-- start Provided entries --

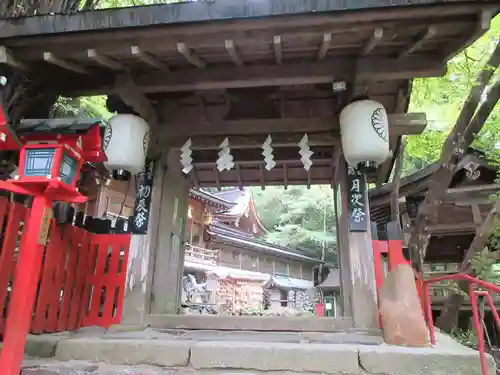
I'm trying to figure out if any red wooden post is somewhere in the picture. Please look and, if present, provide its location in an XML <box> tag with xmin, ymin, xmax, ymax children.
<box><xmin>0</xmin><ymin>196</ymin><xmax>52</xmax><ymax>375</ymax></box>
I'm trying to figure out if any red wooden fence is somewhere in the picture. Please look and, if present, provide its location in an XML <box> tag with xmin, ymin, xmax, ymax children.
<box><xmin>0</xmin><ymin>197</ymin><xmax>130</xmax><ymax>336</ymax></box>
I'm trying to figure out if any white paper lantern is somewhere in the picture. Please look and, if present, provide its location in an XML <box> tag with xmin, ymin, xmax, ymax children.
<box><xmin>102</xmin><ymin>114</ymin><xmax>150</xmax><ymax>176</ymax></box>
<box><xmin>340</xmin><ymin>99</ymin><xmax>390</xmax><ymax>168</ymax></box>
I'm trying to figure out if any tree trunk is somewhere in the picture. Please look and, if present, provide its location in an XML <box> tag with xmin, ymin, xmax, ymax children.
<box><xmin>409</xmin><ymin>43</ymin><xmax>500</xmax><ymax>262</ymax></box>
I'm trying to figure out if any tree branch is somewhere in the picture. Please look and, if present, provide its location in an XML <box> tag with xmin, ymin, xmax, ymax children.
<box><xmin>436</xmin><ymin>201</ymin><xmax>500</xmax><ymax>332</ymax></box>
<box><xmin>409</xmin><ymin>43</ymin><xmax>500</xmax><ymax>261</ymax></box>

-- end Provided entries --

[Set task] Please state how many lines above contain the string "tree", giving only the number.

[Output of the exercise] 2